▶ Task directions
Extract every line of the records below and reproduce each one word for word, without any changes.

(Stored data)
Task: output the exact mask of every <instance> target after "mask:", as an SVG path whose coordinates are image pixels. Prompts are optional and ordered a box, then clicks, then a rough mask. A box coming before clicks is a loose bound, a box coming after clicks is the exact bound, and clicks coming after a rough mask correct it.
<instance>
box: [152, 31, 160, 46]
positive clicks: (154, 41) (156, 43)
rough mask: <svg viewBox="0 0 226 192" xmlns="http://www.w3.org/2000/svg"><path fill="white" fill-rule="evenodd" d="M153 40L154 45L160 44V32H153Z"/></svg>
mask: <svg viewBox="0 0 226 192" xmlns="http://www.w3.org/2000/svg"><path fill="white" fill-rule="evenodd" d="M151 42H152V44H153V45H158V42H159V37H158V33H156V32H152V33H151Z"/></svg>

▶ Exercise answer
Task: output the exact mask of every <instance> target after "mask:", as an SVG path whose coordinates are image pixels. Prompts are optional and ordered a box, then clicks, then a rough mask. A box coming before clicks is a loose bound, a box coming after clicks is the exact bound, and clicks coming after a rough mask correct it.
<instance>
box: [152, 31, 160, 46]
positive clicks: (154, 41) (156, 43)
rough mask: <svg viewBox="0 0 226 192" xmlns="http://www.w3.org/2000/svg"><path fill="white" fill-rule="evenodd" d="M153 40L154 45L160 44V32H153Z"/></svg>
mask: <svg viewBox="0 0 226 192" xmlns="http://www.w3.org/2000/svg"><path fill="white" fill-rule="evenodd" d="M151 42H152V44H153V45H158V42H159V37H158V33H156V32H152V33H151Z"/></svg>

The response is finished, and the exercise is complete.